▶ [Problem to work on]: Your answer should consist only of the line with "the tree trunk" and the lines after it, reproduced exactly through the end of the entries below.

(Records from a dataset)
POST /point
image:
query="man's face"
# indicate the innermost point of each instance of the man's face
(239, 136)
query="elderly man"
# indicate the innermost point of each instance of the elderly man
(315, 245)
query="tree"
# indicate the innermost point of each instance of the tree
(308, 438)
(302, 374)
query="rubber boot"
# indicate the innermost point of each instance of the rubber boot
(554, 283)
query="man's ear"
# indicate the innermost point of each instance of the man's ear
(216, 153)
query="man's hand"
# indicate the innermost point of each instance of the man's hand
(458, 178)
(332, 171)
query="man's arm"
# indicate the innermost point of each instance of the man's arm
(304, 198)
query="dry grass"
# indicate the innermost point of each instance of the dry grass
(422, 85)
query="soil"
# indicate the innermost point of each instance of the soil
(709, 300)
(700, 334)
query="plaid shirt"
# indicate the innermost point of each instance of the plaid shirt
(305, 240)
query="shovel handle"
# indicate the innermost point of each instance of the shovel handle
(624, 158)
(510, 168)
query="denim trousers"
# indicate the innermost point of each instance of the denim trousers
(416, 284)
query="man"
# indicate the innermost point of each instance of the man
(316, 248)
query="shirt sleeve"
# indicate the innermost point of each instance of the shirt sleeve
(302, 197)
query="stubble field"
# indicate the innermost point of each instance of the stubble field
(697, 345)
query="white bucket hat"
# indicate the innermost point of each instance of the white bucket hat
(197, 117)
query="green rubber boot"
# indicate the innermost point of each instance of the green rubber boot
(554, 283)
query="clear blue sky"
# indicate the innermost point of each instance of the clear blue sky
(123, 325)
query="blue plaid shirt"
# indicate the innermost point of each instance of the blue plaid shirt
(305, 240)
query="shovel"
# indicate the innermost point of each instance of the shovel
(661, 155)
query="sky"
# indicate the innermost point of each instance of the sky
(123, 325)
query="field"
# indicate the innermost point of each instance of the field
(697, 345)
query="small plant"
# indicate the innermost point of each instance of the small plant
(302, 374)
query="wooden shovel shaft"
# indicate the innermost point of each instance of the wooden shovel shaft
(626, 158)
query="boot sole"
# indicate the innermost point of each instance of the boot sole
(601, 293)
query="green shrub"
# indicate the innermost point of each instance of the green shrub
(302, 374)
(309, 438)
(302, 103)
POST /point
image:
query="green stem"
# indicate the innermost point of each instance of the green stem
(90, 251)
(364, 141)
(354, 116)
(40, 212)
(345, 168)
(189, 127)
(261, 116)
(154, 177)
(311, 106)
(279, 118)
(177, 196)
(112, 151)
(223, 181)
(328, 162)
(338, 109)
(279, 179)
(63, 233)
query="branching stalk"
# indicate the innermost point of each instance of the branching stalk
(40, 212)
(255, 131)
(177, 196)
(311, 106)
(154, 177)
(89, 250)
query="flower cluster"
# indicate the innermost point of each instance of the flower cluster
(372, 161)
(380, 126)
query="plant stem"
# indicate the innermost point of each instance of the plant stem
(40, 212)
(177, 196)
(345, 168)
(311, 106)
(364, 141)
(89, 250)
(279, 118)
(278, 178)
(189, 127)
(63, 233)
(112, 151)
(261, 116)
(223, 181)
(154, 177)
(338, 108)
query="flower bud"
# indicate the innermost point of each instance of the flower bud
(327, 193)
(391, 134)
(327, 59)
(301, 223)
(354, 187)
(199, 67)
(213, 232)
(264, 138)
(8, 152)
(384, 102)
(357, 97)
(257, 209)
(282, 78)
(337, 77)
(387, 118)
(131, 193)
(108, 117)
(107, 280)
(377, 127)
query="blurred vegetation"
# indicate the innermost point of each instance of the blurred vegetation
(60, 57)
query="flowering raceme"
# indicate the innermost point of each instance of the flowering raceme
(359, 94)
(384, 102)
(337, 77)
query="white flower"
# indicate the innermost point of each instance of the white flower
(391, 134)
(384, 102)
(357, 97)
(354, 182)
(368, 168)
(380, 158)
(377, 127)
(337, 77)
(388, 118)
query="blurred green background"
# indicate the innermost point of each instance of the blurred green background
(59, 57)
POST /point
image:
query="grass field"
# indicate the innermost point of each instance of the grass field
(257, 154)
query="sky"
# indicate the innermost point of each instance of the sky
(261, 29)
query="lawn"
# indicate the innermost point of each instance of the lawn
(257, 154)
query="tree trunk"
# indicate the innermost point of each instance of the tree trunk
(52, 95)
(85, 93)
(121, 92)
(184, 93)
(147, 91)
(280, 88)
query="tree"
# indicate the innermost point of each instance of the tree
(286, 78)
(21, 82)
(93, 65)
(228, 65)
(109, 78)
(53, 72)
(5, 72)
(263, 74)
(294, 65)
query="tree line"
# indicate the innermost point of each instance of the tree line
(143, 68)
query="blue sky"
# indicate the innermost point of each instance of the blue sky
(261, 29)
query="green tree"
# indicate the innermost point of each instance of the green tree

▶ [Task answer]:
# indicate the innermost point of each instance of the tree trunk
(52, 95)
(85, 93)
(121, 92)
(184, 93)
(147, 91)
(280, 88)
query="tree"
# indicate the innermost point of each instance of the tree
(286, 78)
(21, 82)
(93, 65)
(228, 65)
(109, 78)
(53, 72)
(5, 72)
(263, 74)
(294, 65)
query="tree line"
# indicate the innermost point of each instance of the tree line
(143, 68)
query="blue sky"
# indicate the innermost point of each instance of the blue sky
(261, 29)
query="green tree"
# indicate the innermost point of each instance of the green tree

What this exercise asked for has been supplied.